======== Extracted records ========

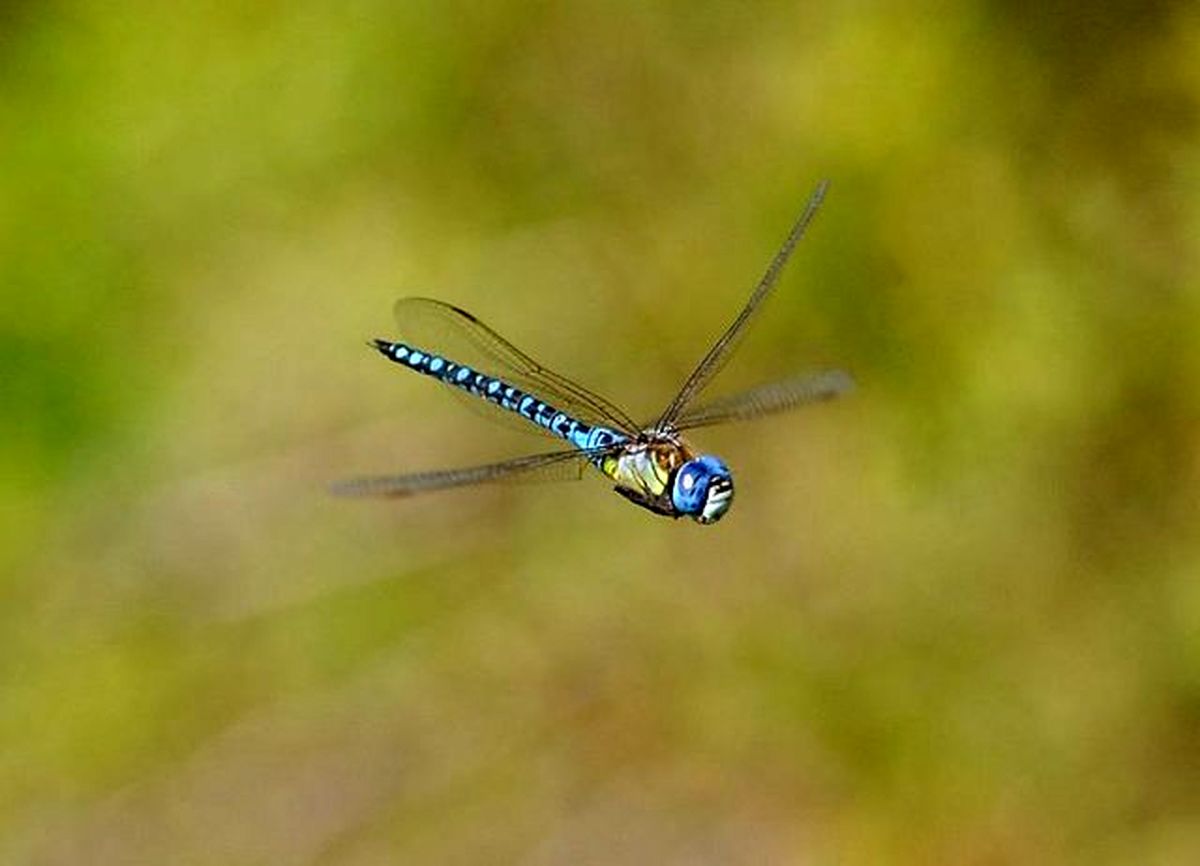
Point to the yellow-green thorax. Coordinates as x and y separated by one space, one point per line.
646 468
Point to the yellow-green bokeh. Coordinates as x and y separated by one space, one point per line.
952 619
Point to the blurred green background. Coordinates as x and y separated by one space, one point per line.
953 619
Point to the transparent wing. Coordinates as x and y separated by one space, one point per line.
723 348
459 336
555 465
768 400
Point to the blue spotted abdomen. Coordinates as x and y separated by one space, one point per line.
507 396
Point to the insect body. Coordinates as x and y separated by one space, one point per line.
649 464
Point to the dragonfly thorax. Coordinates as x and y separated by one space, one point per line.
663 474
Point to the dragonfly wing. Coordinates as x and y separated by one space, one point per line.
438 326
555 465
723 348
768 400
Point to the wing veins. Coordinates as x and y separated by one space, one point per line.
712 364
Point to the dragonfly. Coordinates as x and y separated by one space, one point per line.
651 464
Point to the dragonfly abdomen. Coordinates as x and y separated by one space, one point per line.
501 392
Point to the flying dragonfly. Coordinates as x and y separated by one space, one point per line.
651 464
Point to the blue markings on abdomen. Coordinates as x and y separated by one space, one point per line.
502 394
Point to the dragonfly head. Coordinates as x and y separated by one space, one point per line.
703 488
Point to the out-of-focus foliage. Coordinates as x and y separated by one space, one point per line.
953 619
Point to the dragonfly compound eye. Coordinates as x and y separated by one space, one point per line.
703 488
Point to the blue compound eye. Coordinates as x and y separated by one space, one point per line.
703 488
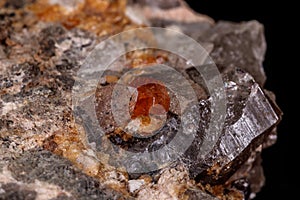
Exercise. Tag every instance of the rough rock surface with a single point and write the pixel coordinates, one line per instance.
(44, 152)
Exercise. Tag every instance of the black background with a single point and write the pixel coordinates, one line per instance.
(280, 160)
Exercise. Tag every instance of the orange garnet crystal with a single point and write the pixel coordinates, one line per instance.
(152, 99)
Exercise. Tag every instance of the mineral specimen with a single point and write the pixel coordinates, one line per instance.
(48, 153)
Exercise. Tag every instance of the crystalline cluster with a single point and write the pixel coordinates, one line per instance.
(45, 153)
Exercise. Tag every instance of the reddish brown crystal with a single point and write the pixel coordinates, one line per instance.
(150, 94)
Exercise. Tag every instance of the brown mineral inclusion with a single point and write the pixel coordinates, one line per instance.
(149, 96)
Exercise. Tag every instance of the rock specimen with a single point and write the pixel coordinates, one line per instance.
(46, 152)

========
======== Extracted records ========

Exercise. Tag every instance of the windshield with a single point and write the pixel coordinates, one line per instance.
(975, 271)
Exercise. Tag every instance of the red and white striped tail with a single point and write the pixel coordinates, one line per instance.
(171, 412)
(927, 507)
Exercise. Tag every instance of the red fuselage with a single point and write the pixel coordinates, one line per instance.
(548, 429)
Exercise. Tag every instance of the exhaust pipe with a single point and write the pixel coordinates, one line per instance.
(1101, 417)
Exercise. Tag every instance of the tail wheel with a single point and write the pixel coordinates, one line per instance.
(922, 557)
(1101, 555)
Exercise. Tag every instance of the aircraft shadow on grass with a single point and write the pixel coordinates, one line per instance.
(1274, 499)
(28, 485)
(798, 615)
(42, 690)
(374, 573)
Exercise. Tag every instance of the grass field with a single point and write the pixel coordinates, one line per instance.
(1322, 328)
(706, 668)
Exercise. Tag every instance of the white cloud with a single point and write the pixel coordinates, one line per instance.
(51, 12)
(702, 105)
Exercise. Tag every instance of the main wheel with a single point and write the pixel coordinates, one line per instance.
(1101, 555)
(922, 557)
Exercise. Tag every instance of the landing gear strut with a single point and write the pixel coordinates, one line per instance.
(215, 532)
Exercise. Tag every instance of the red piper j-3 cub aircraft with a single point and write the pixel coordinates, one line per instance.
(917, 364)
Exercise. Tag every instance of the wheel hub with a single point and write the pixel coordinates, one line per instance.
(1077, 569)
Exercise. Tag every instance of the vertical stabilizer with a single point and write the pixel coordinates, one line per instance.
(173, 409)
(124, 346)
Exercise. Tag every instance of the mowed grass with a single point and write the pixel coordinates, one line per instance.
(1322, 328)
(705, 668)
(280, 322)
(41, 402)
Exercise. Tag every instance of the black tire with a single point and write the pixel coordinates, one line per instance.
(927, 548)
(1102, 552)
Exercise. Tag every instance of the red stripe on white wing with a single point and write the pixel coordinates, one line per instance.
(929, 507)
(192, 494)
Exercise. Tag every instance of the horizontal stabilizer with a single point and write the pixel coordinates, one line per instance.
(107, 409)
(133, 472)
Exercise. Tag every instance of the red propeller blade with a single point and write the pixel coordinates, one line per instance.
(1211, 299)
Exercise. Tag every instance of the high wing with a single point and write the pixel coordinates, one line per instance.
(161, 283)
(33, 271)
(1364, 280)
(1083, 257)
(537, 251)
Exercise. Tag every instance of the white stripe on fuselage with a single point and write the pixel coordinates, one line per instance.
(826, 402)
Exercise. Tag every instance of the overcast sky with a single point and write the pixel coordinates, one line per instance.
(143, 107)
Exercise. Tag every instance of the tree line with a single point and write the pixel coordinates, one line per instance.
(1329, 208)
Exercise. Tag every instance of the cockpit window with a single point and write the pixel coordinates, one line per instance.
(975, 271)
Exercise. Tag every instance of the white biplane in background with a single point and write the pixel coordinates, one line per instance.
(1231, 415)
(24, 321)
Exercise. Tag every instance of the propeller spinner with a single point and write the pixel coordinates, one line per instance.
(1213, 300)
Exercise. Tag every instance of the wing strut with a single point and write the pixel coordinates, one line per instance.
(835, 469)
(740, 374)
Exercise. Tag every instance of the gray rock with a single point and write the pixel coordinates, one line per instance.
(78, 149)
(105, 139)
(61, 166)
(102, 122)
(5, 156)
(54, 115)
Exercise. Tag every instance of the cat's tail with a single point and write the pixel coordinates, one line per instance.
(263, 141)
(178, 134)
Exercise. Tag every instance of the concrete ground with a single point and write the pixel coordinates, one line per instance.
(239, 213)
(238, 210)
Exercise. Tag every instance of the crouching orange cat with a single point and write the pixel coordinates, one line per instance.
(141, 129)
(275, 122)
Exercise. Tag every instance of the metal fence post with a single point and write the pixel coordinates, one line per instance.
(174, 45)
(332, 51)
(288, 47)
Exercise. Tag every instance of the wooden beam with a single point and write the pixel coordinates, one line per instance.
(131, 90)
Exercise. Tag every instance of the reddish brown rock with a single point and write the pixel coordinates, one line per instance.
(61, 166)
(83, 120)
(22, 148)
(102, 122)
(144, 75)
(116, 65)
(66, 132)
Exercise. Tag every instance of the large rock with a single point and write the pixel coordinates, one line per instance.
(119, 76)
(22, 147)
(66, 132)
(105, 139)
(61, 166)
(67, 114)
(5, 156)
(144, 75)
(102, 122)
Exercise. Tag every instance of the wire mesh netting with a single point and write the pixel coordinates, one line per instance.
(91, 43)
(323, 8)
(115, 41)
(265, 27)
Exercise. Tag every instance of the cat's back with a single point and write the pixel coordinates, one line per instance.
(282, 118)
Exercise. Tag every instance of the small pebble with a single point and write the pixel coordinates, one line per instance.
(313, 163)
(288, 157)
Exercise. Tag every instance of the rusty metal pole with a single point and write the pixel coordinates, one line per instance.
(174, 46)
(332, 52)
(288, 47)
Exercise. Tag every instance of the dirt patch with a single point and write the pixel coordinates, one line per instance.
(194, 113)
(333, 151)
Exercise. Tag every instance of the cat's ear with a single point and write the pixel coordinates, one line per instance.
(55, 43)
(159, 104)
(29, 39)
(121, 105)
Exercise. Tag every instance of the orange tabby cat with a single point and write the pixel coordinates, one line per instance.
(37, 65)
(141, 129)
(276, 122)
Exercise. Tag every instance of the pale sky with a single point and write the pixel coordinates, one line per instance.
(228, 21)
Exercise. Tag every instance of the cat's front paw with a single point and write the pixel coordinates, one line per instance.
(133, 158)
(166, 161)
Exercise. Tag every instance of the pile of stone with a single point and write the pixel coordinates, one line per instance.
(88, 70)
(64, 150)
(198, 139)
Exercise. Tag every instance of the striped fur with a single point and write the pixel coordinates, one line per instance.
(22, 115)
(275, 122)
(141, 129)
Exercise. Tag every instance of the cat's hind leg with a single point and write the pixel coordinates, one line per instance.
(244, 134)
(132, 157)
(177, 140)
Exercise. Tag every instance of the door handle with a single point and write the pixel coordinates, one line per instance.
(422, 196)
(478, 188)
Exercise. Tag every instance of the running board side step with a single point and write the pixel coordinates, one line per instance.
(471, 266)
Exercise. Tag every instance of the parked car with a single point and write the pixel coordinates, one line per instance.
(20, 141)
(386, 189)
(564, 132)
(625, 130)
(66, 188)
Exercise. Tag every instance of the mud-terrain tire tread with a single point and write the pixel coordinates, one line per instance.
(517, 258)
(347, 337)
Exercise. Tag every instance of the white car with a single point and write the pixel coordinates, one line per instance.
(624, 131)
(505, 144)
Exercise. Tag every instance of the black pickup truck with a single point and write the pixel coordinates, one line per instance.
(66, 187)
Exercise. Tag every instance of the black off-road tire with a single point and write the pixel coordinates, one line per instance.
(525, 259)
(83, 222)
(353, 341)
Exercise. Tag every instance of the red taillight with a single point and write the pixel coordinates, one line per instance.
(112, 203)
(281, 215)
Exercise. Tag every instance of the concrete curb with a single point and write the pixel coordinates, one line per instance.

========
======== Extracted records ========

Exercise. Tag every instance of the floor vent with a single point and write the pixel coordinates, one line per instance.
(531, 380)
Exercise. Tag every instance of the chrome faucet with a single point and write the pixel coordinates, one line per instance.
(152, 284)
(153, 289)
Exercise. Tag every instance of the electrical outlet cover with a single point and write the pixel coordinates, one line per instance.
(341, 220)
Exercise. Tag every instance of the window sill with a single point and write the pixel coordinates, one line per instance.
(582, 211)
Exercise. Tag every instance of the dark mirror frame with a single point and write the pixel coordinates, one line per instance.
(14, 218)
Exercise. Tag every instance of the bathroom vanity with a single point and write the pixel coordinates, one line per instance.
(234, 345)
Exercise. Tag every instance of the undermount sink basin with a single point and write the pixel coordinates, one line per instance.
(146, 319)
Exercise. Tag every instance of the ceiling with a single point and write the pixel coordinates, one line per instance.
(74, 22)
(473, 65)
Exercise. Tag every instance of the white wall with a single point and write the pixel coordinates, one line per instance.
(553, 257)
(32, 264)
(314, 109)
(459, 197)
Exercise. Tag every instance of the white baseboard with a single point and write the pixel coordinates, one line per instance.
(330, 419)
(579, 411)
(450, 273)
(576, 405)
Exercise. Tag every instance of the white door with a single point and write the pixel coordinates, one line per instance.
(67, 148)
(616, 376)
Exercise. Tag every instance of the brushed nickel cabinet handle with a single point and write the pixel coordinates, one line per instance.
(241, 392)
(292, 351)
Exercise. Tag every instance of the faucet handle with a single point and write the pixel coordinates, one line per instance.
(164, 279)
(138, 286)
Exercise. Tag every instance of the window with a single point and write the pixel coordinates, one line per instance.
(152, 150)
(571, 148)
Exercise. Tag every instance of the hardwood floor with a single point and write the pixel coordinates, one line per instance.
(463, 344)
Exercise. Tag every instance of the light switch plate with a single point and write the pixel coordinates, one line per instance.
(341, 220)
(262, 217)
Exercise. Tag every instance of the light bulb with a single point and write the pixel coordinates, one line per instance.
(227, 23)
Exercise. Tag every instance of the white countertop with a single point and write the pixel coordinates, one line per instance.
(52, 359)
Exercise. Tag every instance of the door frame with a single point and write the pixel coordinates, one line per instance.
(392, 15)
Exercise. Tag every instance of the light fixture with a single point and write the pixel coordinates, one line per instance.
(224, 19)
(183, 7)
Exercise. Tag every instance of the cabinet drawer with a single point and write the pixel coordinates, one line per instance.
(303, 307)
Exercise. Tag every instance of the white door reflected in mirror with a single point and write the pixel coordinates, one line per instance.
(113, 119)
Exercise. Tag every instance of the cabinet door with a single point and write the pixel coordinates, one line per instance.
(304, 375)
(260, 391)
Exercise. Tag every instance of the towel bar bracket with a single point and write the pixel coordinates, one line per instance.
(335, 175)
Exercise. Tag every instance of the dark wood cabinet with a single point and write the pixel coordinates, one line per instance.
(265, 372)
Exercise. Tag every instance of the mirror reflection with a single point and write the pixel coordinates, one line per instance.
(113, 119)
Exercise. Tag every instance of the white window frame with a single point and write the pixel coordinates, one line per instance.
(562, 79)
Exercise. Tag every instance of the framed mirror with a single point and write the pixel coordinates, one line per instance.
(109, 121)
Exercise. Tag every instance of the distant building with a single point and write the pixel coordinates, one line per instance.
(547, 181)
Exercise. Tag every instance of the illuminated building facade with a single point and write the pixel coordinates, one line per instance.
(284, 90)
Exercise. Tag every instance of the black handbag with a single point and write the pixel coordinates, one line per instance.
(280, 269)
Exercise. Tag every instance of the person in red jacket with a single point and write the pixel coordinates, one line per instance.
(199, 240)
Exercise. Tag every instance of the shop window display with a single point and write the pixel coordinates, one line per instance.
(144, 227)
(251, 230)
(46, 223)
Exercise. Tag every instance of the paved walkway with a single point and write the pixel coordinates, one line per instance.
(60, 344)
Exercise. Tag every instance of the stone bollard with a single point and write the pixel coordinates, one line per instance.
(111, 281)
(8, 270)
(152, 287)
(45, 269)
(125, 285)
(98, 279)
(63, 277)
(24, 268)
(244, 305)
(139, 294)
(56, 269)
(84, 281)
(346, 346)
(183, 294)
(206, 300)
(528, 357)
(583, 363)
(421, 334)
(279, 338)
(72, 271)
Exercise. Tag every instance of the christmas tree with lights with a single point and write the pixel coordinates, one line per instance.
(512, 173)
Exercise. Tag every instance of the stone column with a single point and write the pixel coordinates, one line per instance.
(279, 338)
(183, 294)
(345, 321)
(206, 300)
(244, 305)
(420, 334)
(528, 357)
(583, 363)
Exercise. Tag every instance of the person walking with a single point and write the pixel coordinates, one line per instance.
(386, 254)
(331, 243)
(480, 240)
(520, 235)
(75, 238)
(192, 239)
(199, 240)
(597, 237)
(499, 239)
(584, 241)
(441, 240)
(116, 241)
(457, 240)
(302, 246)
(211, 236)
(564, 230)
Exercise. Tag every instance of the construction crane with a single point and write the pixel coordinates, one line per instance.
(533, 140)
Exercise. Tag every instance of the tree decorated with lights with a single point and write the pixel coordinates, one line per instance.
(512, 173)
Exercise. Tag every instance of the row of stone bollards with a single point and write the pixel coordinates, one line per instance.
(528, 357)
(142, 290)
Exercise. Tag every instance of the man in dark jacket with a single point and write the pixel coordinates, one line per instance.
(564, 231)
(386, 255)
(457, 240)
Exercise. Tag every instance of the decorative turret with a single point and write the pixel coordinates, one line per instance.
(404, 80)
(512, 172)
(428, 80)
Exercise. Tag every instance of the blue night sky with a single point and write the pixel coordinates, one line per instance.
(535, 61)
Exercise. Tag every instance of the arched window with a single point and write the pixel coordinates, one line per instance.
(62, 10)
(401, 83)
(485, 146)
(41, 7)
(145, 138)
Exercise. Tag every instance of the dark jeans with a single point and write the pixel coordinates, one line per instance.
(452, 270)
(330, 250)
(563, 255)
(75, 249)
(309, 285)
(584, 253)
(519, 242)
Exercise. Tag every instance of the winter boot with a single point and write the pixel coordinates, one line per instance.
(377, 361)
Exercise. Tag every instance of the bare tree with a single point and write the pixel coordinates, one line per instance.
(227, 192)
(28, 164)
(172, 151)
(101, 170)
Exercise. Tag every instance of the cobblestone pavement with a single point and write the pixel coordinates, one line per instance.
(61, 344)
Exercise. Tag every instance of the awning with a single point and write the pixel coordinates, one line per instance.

========

Work task
Output should match, line for line, the stretch of the material above from the line holding "Exercise. Tag every instance of the man" through the line holding "Exercise. Tag every instance of the awning".

Answer section
Exercise. Tag every instance of the man in dark jacket with a single point and write the pixel coordinates, one line per instance.
(564, 231)
(386, 255)
(457, 240)
Exercise. Tag every instance of the decorative turret with a single point and write the pixel coordinates, one line per instance.
(404, 80)
(512, 172)
(428, 80)
Exercise. Tag every instance of the blue night sky with a single point and write the pixel coordinates, one line per instance.
(535, 61)
Exercise. Tag every instance of the arched window with a single point and write the pixel coordinates, one line per instance.
(62, 10)
(401, 83)
(485, 146)
(41, 7)
(145, 138)
Exercise. Tag every instance of the dark jeans with a single point and write the pixel coordinates, one line per instance.
(452, 270)
(330, 250)
(563, 255)
(75, 249)
(309, 285)
(584, 253)
(519, 242)
Exercise. Tag every instance of the winter boot with a single point and write the pixel coordinates, one line per instance.
(377, 361)
Exercise. Tag every instance of the bare tree with a single point and write the pixel coordinates, one line per instance.
(227, 192)
(28, 164)
(172, 151)
(101, 170)
Exercise. Tag every instance of the cobblestone pavement with a single point and write the pixel coordinates, one line per instance.
(61, 344)
Exercise. Tag every instance of the awning with a single point and write the pixel coordinates, one line per instance.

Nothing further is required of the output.